Исходный текст:
В некоторых случаях традиция и нововведения могут следовать друг за другом. В частности, здесь можно упомянуть платоновскую традицию, основанную и на передаче текстов («Диалоги» Платона) и на народных воззрениях. Представители среднего платонизма вроде Плутарха из Херонеи (прим. 50-120 гг. н.э.) были сторонниками полученных ранее данных, но трактовали их согласно более сложной научной герменевтике. Среди поздних неоплатоников мы видим новые трактовки, основанные на глубоком интересе к мистицизму. Таким образом, неоплатонизм пытается сформулировать четкий свод правил для описания структуры иных миров и их жителей, а также способов, какими человеческая душа может получить к ним доступ.

Когнитивная передача исторична; при этом она предполагает постоянное переосмысление прежних убеждений и, следовательно, постоянные ошибки в запоминании, удалении и обновлении этих знаний. Во многих случаях философия является ничем иным, как систематической попыткой осмыслить приложение набора правил. К примеру, платонизм пытается примирить все противоречия, возникающие из исследования проблемы. Платоники стараются описать все категории небесных сущностей и ответить на вопрос о природе метемсоматозиса, то есть перехода души из одного тела в другое. Очевидно, что существует множество наборов ответов и споры можно прекратить, только приняв одну позицию как авторитетную (как и в случае почти всех метафизических вопросов, мы не можем найти убедительных доказательств того, что элементы человеческой души могут воплощаться в растениях или животных, но и доказательств обратного у нас нет).

Обращение к прямому опыту или личному знакомству с авторитетом легализует убеждение. Именно поэтому во многих человеческих традициях есть сообщения о посещении иных миров: столкнувшись с откровением, которое дает уважаемый персонаж из прошлого, мы стремимся принять эту истину без вопросов (к примеру, фрейдистская позиция основана на наборе достаточно произвольных и непроверяемых допущений, представляющих собой откровение о причинах нехватки счастья у людей, и долгое время эта традиция была сильна, несмотря на ее шаткие современные позиции). Поиск легитимности объясняет распространение апокрифов или тайных откровений в эпоху эллинизма.

Исходные данные:
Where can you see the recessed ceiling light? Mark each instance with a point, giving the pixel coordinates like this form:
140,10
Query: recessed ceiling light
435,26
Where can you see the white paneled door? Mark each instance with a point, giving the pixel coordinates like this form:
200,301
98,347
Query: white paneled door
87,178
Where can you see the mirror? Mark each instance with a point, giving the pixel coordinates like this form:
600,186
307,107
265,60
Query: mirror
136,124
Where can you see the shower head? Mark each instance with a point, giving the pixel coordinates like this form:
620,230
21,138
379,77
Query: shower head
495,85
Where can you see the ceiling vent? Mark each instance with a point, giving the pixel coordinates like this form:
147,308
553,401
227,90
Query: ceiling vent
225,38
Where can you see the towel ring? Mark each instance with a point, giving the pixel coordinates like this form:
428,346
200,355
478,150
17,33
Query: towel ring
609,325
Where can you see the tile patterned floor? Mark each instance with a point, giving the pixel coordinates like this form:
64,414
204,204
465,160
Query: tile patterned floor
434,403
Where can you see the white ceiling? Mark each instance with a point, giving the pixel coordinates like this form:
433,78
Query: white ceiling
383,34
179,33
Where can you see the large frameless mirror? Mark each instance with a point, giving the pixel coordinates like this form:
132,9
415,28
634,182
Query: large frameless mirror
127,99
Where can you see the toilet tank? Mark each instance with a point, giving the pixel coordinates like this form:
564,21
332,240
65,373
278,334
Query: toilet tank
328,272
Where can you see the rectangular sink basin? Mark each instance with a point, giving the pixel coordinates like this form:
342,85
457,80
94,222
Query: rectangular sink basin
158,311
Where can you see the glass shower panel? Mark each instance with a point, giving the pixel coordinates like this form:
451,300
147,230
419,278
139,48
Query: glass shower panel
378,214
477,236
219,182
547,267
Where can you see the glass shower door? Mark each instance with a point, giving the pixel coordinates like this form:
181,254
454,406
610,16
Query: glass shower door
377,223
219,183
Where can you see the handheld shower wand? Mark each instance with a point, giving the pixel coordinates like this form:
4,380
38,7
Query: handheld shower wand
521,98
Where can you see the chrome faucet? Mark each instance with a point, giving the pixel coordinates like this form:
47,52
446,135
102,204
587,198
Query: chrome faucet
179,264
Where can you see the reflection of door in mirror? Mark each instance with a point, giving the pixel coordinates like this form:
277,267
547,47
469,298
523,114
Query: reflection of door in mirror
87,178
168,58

Опираясь на сведения:
1 – Какие годы жизни Плутарха из Херонеи указаны в тексте о платонической традиции?
2 – Назовите все действия со знаниями, в которых, согласно тексту о платонической традиции, когнитивная передача ведет к постоянным ошибкам.
3 – Продолжите текст о платонической традиции с того места, где он заканчивается.

Набор ответов:
1 – Примерно 50–120 гг. н. э.

2 – Запоминание, удаление, обновление.

3 –
Собрать все исторические документы, относящиеся к путешествиям в иные миры, это колоссальная задача, и раньше никто этим не занимался. Мы решили представить все традиции географически и хронологически, начав с главы, посвященной недавнему интересу к нашей теме. Мы оставляем за читателем возможность оценить глубокое сходство между разными традициями, а также огромное влияние шаманизма в формировании общих правил путешествий в иные миры до недавнего времени. Мы не говорим, что все проблемы с передачей окончательно решены, но при этом считаем, что когнитивная передача в том виде, в каком она обрисована во введении, является наиболее гибкой моделью распространения идей, изобретенной на текущий момент среди историков. Здесь стоит повторить, что мы рассматриваем когнитивную передачу как активное переосмысление традиции, основанное на простом наборе правил, и что участие в традиции каждого отдельного человека объясняет устойчивость определенных верований и практик. Ведь каждый из нас осмысляет часть традиции и, в свою очередь, осмысляется ей; в процессе этого человек достигает когнитивной самоуверенности в том смысле, что осмысляемое переживается, а пережитое, в свою очередь, влияют на мышление. Этот процесс взаимодействия человеческих разумов позволяет нам понимать верования, которые многие из нас еще разделяют, корни которых уходят в палеолит, а может, и раньше, к самому зарождению вида Homo sapiens. Путешествия в иные миры, судя по всему, относятся к этому классу убеждений, являясь одними из самых устойчивых традиций человечества.